■ Task goal ■
List every line in the rows below that contains the word "fist".
>> start
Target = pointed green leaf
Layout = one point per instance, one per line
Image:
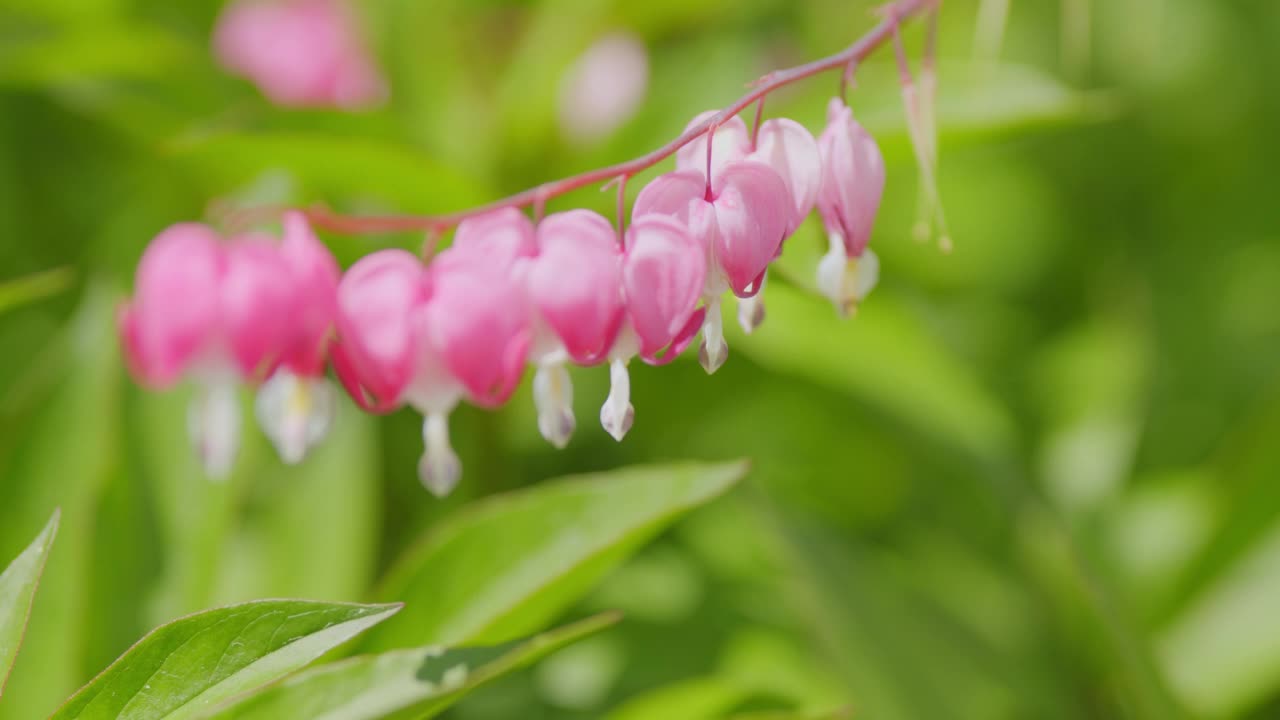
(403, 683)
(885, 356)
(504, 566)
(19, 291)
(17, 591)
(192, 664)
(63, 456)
>> end
>> start
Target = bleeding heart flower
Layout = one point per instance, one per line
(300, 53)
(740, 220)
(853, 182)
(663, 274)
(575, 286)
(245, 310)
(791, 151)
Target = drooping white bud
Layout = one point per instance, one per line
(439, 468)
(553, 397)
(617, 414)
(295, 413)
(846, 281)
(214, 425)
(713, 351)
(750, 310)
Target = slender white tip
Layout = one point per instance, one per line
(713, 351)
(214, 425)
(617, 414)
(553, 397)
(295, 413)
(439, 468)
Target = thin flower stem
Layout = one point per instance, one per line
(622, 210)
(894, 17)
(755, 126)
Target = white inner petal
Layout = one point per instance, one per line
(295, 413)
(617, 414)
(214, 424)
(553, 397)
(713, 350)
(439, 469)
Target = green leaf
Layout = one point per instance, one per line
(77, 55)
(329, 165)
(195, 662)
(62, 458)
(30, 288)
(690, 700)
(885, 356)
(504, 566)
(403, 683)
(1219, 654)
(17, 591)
>> end
>> start
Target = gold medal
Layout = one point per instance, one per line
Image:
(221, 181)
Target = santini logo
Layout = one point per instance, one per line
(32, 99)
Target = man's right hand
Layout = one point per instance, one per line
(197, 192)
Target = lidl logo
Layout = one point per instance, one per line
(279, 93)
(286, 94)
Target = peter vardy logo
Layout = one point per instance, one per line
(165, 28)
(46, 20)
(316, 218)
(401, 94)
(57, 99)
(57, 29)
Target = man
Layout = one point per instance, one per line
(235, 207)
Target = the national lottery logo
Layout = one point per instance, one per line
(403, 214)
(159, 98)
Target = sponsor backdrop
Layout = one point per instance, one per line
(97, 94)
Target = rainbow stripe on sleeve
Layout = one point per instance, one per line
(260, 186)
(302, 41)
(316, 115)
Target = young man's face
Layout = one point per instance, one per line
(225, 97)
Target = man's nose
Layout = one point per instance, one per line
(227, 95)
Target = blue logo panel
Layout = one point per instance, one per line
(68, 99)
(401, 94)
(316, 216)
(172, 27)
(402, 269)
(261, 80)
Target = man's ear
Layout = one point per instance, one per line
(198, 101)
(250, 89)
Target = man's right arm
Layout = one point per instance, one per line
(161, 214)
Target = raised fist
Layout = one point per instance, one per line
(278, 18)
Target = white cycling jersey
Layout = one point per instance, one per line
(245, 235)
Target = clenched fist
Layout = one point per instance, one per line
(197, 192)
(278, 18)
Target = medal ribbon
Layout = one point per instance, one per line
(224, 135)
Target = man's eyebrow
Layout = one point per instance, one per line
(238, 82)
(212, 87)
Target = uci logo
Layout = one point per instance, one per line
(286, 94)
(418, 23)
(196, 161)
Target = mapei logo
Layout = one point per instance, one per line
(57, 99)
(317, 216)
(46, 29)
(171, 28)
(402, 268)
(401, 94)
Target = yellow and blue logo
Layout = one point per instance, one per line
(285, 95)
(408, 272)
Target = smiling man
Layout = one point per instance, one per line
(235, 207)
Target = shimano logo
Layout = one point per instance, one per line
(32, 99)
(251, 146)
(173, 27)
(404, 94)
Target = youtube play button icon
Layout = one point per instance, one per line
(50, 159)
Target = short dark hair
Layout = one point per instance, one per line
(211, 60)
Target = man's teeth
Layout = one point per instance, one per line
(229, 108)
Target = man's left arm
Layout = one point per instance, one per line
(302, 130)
>> end
■ Worked solution ■
Target = raised fist
Target = clenched fist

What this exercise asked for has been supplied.